» **TEXT**:

※

Mixtape by Wisin & Yandel
- Released: November 23, 2009
- Recorded: September 8, 2008–March 29, 2009
- Venue: Barranquitas, Puerto Rico
- Studio: La Mente Maestra Studio
- Genres: Reggaeton, hip hop, R&B
- Length: N/A
- Labels: Universal, Machete, WY
- Producers: Nesty "La Mente Maestra", Victor "El Nasi", Marioso, Tainy, Luny Tunes

Singles from La Revolución - Evolution
- "Imagínate" Released: November 2, 2009; "Gracias a Tí (Remix)" Released: November 10, 2009; "Te Siento" Released: January 15, 2010; "Desaparecio" Released: February 2010;

= La Evolución =

"La Revolución Evolution" (La Evolución in Latin American edition) is the name of the re-release album of La Revolución, released on November 23, 2009. This album include all songs of La Revolución except the track "Descará". However, it includes five new tracks and remixes as well as an extra DVD that includes behind-the-scenes footage of Wisin & Yandel’s worldwide tour and the music videos for "Gracias a Tí" (including the version with Enrique Iglesias), "Imagínate" and "Abusadora". The album earned the Lo Nuestro Award for Urban Album of the Year.

※

» **WHAT TO DO**:
a: Answer these questions about the album text:
(i) In which studio was the album recorded?
(ii) On what date was the single "Te Siento" released?
(iii) Which track from La Revolución is left off the re-release?
b: Carry on the album text from its final sentence, picking up right after the line about the Lo Nuestro Award.
The data that comes next is separate material and has no connection to the album text.

» **SUPPLIED MATERIAL**:
※

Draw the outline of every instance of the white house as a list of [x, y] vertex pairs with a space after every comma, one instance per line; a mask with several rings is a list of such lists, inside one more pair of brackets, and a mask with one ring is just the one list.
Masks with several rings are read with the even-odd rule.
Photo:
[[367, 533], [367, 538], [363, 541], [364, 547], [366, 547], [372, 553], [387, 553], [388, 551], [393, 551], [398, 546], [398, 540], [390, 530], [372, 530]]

※

» **FINAL RESULTS**:
a:
(i) La Mente Maestra Studio
(ii) January 15, 2010
(iii) "Descará"

b:
==Track listing==
CD 1
1. La Revolución
2. Quítame el Dolor
3. Encendio
4. Mujeres in the Club (featuring 50 Cent)
5. Ahí Voy
6. Emociones
7. Gracias a Ti
8. Perfecto (featuring Yaviah & Ivy Queen)
9. Abusadora
10. Ella Me Llama
11. Yo Lo Sé
12. Como Quieres Que Te Olvide (featuring Ednita Nazario)
13. Vives en Mí
14. Besos Mojados
15. Descara (featuring Yomo)

CD 2
1. Sandungueo (featuring Franco “El Gorila", Yomo & Gadiel)
2. Te Siento
3. Imagínate (featuring T-Pain)
4. All Up To You (featuring Aventura y Akon)
5. Pasan Los Días
6. Desaparecio (featuring Tico & Gadiel)
7. Ella Me Llama (Remix) (featuring Akon)
8. Gracias A Ti (Remix) (featuring Enrique Iglesias)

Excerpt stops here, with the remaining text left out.